***** Text
Frage von Helga Fitzner
Was ist denn so verstörend an dem Thema?
Hans Mörtter
Es geht um die Vertreibung der Palästinenser*innen, als 1948 der Staat Israel gegründet wurde. Die Ausstellung zeigt, wie die Palästinenser*innen ihre Heimat verlassen mussten und zu einem Volk von Flüchtlingen wurden. Einige ihrer Dörfer sind dabei vernichtet worden, so dass sie nicht zurückkehren konnten.
Frage
Sie machen sich also der Israelkritik "schuldig"!?
Hans Mörtter
Nein. Dabei geht es uns nicht im geringsten darum, zu behaupten: Guck mal, wie „böse“ die Israelis damals gewesen sind. Aber die Vertreibung der palästinensischen Bevölkerung ist ein historisches Faktum.
Frage
Was ist Ihr Anliegen?
Hans Mörtter
Es geht darum, dass dieser Umstand anerkannt wird, damit irgendwann eine Versöhnung stattfinden kann. Es geht darum, dass diese Art von Geschichte sich nicht wiederholt. Es geht um Zukunft. Man kann im Falle Palästinas sicher um viele Detailfragen streiten, aber dass es eine Vertreibung gegeben hat, ist eine belegbare Tatsache. Das brachte Leid über die Menschen, die seit vielen Generationen dort gelebt hatten. Die mussten ihr Land, ihre Olivenbäume, ihre Familiengräber, alles zurücklassen. Das ist ein Trauma. Das stelle ich erst einmal fest. Dann frage ich, was heißt es denn heute, nach diesen Geschehnissen miteinander zu leben.
Frage
Sie weisen auch immer wieder darauf hin, dass vielen der Juden und Jüdinnen, die damals ins Heilige Land gekommen sind, von den Deutschen unaussprechliche Gräuel angetan worden waren.
**********
***** Verfügbare Daten
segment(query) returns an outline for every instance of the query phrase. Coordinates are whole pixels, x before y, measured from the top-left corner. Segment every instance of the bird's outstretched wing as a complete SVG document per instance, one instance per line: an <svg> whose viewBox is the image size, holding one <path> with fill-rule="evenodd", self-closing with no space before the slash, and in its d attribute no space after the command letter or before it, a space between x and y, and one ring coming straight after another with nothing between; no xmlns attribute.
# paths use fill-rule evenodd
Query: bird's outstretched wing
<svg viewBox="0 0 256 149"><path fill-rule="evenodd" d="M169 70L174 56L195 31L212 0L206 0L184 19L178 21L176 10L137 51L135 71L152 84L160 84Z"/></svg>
**********
Arbeitsauftrag - Was musste die palästinensische Bevölkerung laut Hans Mörtter im Interview zurücklassen?

Richtige Lösung - Ihr Land, ihre Olivenbäume, ihre Familiengräber, alles.